■ **Exercise**:
Output all of the data below exactly as given.
▬▬▬▬▬▬▬▬▬▬
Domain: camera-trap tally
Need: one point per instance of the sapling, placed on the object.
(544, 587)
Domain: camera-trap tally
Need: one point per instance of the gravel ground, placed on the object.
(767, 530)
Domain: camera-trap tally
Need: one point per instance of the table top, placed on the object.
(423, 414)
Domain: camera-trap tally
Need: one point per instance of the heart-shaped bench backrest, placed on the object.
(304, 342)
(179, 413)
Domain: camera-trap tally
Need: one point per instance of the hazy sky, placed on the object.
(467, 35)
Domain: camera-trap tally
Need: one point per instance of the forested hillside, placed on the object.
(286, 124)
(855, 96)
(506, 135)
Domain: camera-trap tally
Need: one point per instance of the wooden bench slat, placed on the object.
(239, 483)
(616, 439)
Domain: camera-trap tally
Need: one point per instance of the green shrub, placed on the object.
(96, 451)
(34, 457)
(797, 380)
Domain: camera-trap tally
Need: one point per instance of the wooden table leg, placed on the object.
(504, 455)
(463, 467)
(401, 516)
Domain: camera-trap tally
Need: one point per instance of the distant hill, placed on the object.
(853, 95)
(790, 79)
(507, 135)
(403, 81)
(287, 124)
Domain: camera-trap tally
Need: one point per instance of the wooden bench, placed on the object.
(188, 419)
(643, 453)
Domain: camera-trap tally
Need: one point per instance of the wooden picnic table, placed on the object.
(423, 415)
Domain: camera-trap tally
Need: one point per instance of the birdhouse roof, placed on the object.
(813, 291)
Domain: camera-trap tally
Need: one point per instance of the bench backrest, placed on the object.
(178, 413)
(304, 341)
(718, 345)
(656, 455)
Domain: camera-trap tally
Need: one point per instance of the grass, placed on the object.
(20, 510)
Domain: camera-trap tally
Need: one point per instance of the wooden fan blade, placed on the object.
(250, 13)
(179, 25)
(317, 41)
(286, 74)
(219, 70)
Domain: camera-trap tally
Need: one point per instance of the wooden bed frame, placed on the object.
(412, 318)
▬▬▬▬▬▬▬▬▬▬
■ **Task answer**:
Domain: camera-trap tally
Need: one point per instance of the sapling, placed on the object.
(544, 587)
Domain: camera-trap tally
Need: one point per instance of the gravel ground, placed on the object.
(767, 530)
Domain: camera-trap tally
Need: one point per instance of the table top, placed on the object.
(423, 414)
Domain: camera-trap tally
Need: one point per instance of the heart-shaped bench backrest, placed on the object.
(304, 342)
(179, 413)
Domain: camera-trap tally
Need: one point per instance of the hazy sky, placed on the object.
(467, 35)
Domain: camera-trap tally
Need: one point per instance of the forested hillside, placed on the object.
(286, 124)
(855, 96)
(506, 135)
Domain: camera-trap tally
Need: one point per instance of the wooden bench slat, placed on the object.
(239, 483)
(616, 439)
Domain: camera-trap tally
Need: one point per instance of the green shrub, placed on the object.
(96, 451)
(34, 457)
(797, 380)
Domain: camera-trap tally
Need: one point per instance of the wooden table leg, placed on the object.
(504, 455)
(463, 467)
(401, 516)
Domain: camera-trap tally
Need: one point per instance of the distant hill, placed on the object.
(853, 95)
(790, 79)
(507, 135)
(403, 81)
(287, 124)
Domain: camera-trap tally
Need: one point per instance of the wooden bench, placed on the object.
(188, 419)
(643, 453)
Domain: camera-trap tally
Need: one point per instance of the wooden picnic table, placed on the object.
(423, 415)
Domain: camera-trap tally
Need: one point per instance of the birdhouse roof, placed on the object.
(813, 291)
Domain: camera-trap tally
Need: one point per instance of the bench backrest, placed on the object.
(178, 413)
(304, 341)
(718, 345)
(656, 455)
Domain: camera-trap tally
Need: one point per instance of the grass, placed on the object.
(20, 510)
Domain: camera-trap tally
Need: one point per instance of the wooden fan blade, placed on the object.
(250, 13)
(179, 25)
(317, 41)
(286, 74)
(219, 70)
Domain: camera-trap tally
Need: one point per instance of the wooden bed frame, placed on the object.
(412, 318)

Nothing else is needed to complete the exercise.